**WRITTEN TASK:** Reproduce the listing below word for word, leaving out the pictures.
##### THE DATA
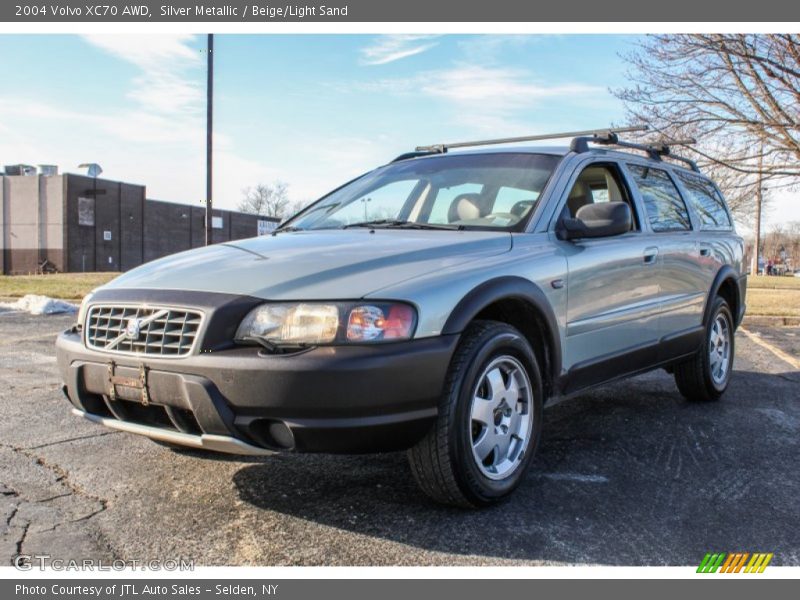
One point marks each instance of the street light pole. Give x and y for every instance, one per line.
x=209, y=140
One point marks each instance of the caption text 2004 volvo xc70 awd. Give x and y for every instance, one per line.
x=433, y=304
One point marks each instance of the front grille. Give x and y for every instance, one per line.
x=154, y=331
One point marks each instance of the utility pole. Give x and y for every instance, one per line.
x=759, y=199
x=209, y=140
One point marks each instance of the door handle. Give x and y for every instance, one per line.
x=650, y=256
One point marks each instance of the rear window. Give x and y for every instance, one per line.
x=666, y=210
x=706, y=201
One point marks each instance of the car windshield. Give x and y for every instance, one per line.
x=480, y=191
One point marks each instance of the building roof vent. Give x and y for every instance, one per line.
x=48, y=170
x=20, y=169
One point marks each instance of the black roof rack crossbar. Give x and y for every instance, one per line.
x=607, y=131
x=655, y=150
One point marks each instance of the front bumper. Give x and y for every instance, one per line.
x=344, y=399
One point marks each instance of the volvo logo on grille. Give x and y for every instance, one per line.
x=133, y=328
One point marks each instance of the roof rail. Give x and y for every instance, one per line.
x=655, y=150
x=608, y=131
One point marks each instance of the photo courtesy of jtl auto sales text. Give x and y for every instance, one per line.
x=419, y=299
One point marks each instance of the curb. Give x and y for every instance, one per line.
x=765, y=321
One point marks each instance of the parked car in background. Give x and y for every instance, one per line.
x=432, y=305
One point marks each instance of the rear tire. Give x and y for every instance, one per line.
x=705, y=376
x=489, y=420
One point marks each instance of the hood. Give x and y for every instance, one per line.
x=315, y=265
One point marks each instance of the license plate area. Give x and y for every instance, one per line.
x=126, y=387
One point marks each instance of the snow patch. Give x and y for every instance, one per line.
x=39, y=305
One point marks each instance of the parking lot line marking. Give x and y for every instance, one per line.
x=34, y=338
x=784, y=356
x=577, y=477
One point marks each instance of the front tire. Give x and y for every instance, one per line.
x=705, y=377
x=489, y=420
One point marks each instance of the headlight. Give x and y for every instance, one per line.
x=83, y=308
x=314, y=324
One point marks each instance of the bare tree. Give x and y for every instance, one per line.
x=267, y=200
x=738, y=94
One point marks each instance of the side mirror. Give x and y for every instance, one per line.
x=602, y=219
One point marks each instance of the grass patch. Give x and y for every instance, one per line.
x=65, y=286
x=773, y=302
x=773, y=283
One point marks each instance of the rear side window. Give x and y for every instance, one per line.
x=666, y=210
x=706, y=201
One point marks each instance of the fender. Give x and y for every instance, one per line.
x=725, y=273
x=505, y=288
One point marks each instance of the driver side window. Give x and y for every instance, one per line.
x=596, y=184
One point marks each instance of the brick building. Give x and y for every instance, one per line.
x=74, y=223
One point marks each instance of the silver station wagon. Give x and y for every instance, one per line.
x=433, y=305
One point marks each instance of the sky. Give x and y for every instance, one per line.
x=311, y=110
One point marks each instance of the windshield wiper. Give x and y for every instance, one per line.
x=286, y=228
x=401, y=224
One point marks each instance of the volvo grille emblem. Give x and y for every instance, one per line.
x=133, y=328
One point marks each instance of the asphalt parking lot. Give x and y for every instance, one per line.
x=629, y=474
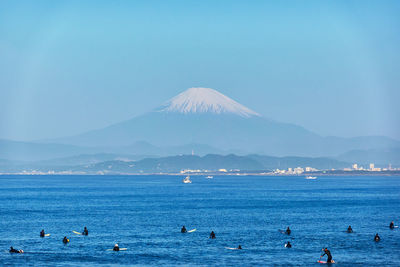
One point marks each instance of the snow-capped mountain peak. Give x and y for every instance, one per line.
x=205, y=100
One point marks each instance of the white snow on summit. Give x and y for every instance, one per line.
x=205, y=100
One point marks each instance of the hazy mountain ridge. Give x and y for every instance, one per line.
x=174, y=164
x=205, y=116
x=199, y=119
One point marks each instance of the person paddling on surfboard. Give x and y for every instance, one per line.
x=288, y=231
x=85, y=231
x=13, y=250
x=212, y=235
x=377, y=238
x=328, y=253
x=65, y=240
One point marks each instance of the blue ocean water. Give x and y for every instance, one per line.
x=145, y=213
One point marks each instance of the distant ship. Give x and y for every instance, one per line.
x=187, y=180
x=311, y=177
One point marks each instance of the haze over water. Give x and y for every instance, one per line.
x=145, y=214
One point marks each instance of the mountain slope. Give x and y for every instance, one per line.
x=205, y=116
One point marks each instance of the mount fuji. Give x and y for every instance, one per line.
x=205, y=116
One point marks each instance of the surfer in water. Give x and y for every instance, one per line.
x=327, y=253
x=13, y=250
x=212, y=235
x=377, y=238
x=288, y=231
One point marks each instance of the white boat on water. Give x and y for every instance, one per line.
x=187, y=180
x=311, y=177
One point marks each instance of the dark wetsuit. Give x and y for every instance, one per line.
x=212, y=235
x=13, y=250
x=328, y=253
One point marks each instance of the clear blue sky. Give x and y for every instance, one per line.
x=71, y=66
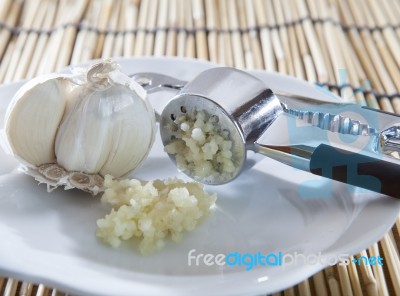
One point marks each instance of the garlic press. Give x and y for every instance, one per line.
x=345, y=142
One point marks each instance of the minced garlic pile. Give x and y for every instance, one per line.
x=151, y=211
x=201, y=148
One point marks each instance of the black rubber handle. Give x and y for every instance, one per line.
x=375, y=174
##########
**TASK RESPONSE:**
One point marks each instance of the street light pole. Give x and y for every instance, one per line.
x=209, y=140
One point marks each instance of the caption text 2004 volvo xc70 awd. Give x and y for every instance, one per line.
x=433, y=304
One point marks each instance of the front grille. Give x and y for every instance, one per line.
x=154, y=331
One point marks each instance of the utility pole. Give x and y for every instance, one per line.
x=759, y=199
x=209, y=140
One point marks each instance of the door handle. Give x and y for every instance, one per line.
x=650, y=256
One point marks each instance of the rear window. Give x and y for every instance, one per line.
x=666, y=210
x=706, y=201
One point marks each instance of the car windshield. Give x and y for every instance, one per line.
x=480, y=191
One point marks each instance of the building roof vent. Give x and y for every instance, one per line.
x=48, y=170
x=20, y=169
One point marks each instance of the black roof rack crossbar. Give x and y for every instance, one per line.
x=607, y=131
x=655, y=150
One point marks each instance of the front bumper. Give x and y for every instance, one per line.
x=344, y=399
One point marks each instance of the volvo logo on grille. Give x and y for every instance, one per line.
x=133, y=328
One point marks each instance of the roof rail. Give x and y for every instance, one per line.
x=655, y=150
x=608, y=131
One point marks each instance of the photo courtesy of jtl auto sales text. Give x and y for every instance, one per line.
x=419, y=299
One point marks each instance of the curb. Give x and y for every instance, one per line.
x=765, y=321
One point marks each instance of the parked car in background. Give x and y for every instance, one per line.
x=432, y=305
One point marks each instance of the rear tire. Give x and y for every instance, one per line.
x=705, y=376
x=489, y=420
One point marks each instance of the hood. Give x and y for every instance, one per line.
x=315, y=265
One point marks each instance of the license plate area. Give x and y for every instance, one per line.
x=126, y=387
One point marks each instance of the snow patch. Give x and y for every instance, one per line.
x=39, y=305
One point marks each instance of the parking lot line marking. Give x and y for every instance, one per line.
x=34, y=338
x=784, y=356
x=577, y=477
One point marks each instance of the front tire. Give x and y for every instance, one per line.
x=705, y=377
x=489, y=420
One point marks each instance of the headlight. Give x and y for every instance, one per line.
x=83, y=308
x=314, y=324
One point marks each instance of the bare tree. Give x and y for every instance, one per line.
x=267, y=200
x=738, y=94
One point marks each instance of the side mirror. Give x and y for every instance, one per line.
x=602, y=219
One point marks each instance of the grass patch. Give x and y for every instance, one per line.
x=65, y=286
x=773, y=302
x=773, y=283
One point marks each instance of the rear side window. Give x and y for every instance, one per line.
x=666, y=210
x=706, y=201
One point marks each instance of the fender. Give x and y for every instance, one per line.
x=725, y=273
x=505, y=288
One point marks each instance of the driver side window. Give x and y for every instance, one per line.
x=596, y=184
One point marks each instance of the brick building. Give x and y for every instance, one per line.
x=74, y=223
One point marks each instance of the silver station wagon. Give x and y for every instance, one per line.
x=433, y=305
One point marks each instance of the sky. Give x and y for every instance, one per line.
x=311, y=110
One point marks each instance of the windshield wiper. Give x and y for every instance, one per line.
x=286, y=228
x=401, y=224
One point marks each instance of the volvo grille emblem. Give x and y for every instance, one per line.
x=133, y=328
One point marks each instance of the asphalt parking lot. Give x and y for every instance, one per line.
x=629, y=474
One point marks each instance of the snow-capped mountain peak. Give x and y for every instance, one per line.
x=205, y=100
One point marks each instance of the white snow on summit. Give x and y for every instance, one per line.
x=205, y=100
One point marks each instance of the hazy mountain ridge. Give x and y for every instance, one per line.
x=174, y=164
x=205, y=116
x=199, y=119
One point marks each instance of the person paddling on surfboard. Give x and y for every instance, one per line.
x=288, y=231
x=85, y=231
x=13, y=250
x=212, y=235
x=377, y=238
x=328, y=253
x=65, y=240
One point marks each instance of the blue ocean water. Give x and y for every instance, one per line.
x=145, y=213
One point marks each instance of the distant ship. Give x and y for every instance, one per line.
x=187, y=180
x=311, y=177
One point marks each instance of the haze over water. Give x and y for every instance, one per line.
x=145, y=214
One point marks each instance of the mountain slope. Give x and y for every instance, one per line.
x=205, y=116
One point marks each instance of the mount fuji. Give x and y for every instance, one per line.
x=205, y=116
One point marks each instance of the surfer in water. Give x and y for every instance, one per line.
x=327, y=253
x=13, y=250
x=212, y=235
x=377, y=238
x=288, y=231
One point marks each instance of the white boat on water. Give x and y for every instance, one per line.
x=187, y=180
x=311, y=177
One point marks each instance of the dark wetsuit. Give x and y for every instance, one per line.
x=212, y=235
x=13, y=250
x=328, y=253
One point marks each instance of the clear blue sky. Give x and y for every instance, one per line.
x=71, y=66
One point marks each instance of the garlic press. Give x and y for every instance, one per line.
x=345, y=142
One point marks each instance of the minced garlic pile. Give x and y for every instance, one per line.
x=151, y=211
x=201, y=148
One point marks each instance of the black rubber handle. Give x and y for every instance, one per line.
x=375, y=174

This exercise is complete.